== What is asked ==
Starting at the line that contains "Q: For every instance of the player's hand" and continuing through the end of the material below, write out each line as an item in a numbered list, omitting any blank lines.

[Data records]
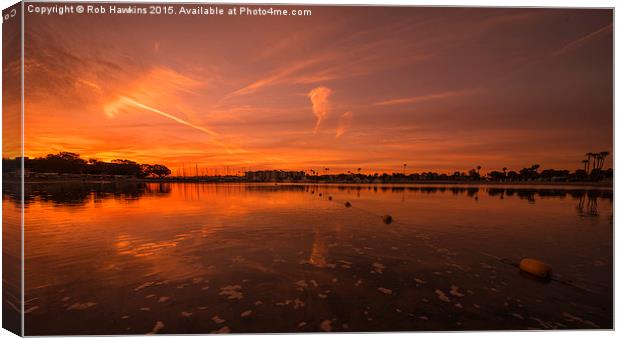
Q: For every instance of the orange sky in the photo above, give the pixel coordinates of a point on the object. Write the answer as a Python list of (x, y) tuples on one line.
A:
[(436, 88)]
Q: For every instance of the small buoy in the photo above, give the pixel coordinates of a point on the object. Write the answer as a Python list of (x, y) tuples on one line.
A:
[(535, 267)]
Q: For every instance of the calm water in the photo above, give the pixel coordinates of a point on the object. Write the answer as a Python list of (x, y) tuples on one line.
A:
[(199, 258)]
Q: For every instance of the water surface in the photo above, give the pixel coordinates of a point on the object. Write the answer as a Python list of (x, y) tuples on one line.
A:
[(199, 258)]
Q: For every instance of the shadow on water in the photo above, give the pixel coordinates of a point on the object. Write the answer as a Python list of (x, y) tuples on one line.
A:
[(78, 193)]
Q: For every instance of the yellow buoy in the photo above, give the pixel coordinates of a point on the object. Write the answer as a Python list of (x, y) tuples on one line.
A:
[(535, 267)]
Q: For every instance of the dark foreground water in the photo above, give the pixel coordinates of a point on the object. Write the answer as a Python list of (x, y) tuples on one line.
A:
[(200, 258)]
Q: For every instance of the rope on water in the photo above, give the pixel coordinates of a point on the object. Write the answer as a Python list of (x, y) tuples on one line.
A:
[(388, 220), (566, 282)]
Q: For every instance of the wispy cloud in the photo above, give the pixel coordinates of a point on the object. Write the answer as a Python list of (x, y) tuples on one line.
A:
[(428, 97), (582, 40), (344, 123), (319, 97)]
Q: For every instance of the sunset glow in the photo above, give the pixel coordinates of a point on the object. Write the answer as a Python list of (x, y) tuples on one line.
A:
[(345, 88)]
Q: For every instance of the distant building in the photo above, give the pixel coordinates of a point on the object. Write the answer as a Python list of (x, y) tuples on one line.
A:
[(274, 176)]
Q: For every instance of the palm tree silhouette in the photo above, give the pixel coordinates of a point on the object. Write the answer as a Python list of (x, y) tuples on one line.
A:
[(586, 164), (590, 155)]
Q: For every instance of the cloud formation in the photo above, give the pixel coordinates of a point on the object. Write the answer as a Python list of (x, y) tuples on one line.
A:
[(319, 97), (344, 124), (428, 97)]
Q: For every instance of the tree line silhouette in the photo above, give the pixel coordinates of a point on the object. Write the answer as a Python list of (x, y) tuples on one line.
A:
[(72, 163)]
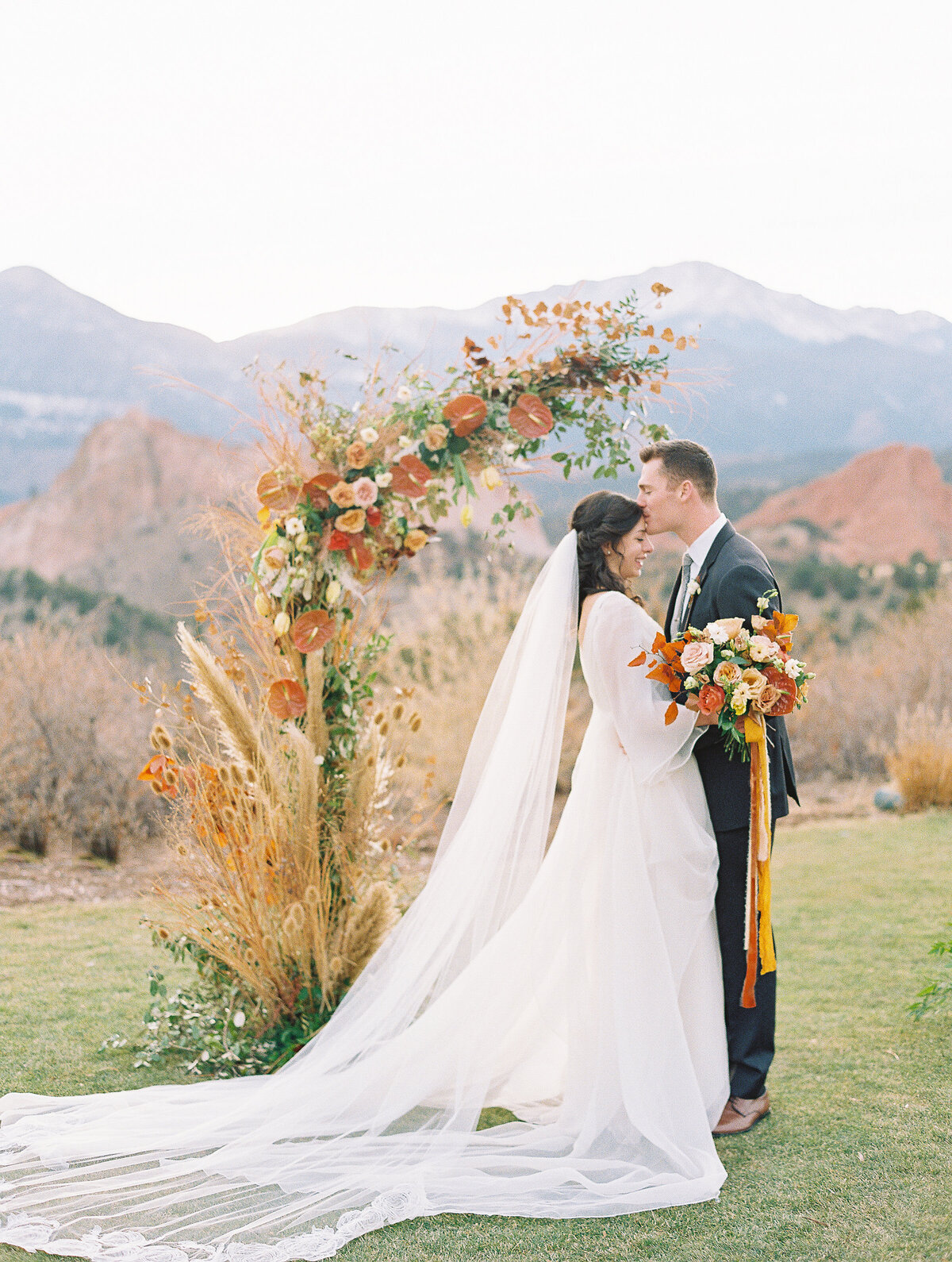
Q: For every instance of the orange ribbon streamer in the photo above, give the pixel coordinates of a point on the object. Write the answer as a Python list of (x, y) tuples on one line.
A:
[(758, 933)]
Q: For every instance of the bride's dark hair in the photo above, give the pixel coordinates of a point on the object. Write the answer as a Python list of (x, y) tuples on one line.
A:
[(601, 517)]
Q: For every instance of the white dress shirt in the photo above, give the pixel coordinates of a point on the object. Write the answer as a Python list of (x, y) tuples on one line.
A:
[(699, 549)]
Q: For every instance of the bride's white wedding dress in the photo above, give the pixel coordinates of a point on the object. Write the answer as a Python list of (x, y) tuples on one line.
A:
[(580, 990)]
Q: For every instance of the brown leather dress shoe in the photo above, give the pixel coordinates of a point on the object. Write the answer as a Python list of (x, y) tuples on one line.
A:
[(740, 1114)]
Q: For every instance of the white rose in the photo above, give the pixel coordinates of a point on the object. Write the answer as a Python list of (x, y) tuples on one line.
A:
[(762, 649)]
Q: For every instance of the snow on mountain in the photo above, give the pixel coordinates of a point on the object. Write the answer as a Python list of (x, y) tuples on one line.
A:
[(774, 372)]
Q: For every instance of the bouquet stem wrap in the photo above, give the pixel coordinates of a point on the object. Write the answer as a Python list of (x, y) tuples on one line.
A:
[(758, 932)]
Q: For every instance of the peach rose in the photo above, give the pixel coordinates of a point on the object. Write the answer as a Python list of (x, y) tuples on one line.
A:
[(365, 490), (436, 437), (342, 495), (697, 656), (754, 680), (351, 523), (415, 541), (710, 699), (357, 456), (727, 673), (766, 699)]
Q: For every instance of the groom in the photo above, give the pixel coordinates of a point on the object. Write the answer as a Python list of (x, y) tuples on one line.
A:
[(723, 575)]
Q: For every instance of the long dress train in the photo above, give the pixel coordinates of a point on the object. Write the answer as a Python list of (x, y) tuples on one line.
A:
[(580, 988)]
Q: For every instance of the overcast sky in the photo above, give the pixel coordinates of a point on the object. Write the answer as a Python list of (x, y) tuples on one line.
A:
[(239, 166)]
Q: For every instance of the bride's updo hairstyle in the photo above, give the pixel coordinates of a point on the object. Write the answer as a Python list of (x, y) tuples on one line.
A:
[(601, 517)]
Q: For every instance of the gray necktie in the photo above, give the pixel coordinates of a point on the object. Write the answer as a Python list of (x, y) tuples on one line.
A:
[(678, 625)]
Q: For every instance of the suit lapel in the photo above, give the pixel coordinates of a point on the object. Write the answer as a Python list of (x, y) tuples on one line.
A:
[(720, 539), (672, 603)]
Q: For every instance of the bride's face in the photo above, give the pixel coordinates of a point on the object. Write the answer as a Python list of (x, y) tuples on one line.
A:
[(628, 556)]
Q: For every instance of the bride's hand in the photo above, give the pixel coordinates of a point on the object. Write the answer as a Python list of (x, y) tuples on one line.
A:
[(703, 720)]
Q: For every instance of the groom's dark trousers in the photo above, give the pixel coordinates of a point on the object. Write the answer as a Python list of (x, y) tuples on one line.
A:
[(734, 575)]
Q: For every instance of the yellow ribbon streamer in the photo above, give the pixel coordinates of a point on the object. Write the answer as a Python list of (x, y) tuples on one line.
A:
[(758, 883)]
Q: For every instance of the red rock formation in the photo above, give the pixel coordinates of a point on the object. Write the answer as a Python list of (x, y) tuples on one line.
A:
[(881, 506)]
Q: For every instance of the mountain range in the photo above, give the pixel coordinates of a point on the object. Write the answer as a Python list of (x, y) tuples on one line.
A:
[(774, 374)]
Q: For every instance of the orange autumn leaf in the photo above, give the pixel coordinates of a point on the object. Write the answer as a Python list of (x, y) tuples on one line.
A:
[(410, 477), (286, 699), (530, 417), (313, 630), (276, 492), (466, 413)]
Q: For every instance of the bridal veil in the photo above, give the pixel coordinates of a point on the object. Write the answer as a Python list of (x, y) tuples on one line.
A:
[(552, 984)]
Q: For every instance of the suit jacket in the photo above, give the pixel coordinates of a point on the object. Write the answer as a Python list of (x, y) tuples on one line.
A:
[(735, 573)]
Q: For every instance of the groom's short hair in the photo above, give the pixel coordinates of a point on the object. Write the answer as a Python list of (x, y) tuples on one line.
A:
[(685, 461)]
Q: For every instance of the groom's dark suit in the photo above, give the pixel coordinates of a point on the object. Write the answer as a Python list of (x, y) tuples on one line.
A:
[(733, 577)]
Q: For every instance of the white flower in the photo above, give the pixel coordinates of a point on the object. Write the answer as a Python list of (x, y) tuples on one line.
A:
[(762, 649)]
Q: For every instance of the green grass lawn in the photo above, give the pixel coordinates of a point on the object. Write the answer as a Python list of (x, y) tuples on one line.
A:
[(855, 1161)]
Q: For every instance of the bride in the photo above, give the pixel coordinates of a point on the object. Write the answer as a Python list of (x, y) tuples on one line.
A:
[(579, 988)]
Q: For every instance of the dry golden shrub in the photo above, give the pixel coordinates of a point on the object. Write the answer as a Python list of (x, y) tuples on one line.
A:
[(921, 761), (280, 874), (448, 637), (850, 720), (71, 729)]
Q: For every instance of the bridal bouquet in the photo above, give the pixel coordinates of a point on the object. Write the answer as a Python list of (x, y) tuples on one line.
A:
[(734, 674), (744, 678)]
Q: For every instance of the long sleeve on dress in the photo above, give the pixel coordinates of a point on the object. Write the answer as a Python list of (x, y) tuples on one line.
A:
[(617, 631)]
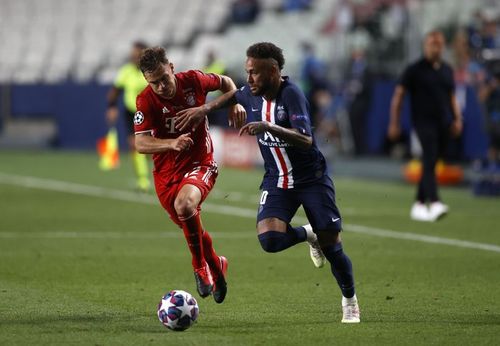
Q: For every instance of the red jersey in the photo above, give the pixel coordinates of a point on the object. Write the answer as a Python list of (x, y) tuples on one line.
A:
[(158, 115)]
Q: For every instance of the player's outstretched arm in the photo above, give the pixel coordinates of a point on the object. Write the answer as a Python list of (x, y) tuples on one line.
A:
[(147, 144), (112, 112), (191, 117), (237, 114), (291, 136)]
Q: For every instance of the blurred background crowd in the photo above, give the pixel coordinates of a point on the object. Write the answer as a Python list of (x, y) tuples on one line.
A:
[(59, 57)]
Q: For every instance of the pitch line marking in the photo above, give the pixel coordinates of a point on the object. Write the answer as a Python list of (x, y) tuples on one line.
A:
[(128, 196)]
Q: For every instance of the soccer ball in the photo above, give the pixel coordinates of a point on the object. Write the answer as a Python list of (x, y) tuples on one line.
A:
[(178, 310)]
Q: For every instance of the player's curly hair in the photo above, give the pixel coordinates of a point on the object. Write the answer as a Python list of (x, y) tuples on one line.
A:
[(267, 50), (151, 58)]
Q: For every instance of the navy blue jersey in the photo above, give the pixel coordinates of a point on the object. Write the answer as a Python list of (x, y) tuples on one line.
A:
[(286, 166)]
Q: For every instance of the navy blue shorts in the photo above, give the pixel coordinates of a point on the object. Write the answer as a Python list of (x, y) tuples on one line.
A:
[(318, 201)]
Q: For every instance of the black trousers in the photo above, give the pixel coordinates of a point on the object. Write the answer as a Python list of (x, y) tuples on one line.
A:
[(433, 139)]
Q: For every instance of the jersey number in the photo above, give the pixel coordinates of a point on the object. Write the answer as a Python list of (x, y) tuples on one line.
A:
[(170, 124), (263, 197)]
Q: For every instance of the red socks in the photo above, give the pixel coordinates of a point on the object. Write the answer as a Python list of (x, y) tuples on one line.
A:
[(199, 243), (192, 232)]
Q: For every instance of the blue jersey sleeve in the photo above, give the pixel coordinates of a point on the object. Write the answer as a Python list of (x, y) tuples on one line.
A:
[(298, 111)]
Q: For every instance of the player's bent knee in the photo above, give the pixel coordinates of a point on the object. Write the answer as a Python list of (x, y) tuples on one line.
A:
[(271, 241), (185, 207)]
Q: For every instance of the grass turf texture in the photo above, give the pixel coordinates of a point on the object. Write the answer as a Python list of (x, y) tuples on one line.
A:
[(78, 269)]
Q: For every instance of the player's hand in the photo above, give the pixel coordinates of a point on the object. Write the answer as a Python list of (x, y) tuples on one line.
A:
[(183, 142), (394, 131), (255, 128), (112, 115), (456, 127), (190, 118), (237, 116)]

== Exercise answer ==
1. Q: For every instance of the player's hand in the photo above, give the pixel coordinates of a point on the object. Write the answer as a Python list of (x, y) tuples on one line.
2. A:
3. [(183, 142), (394, 131), (255, 128), (112, 115), (456, 127), (190, 118), (237, 116)]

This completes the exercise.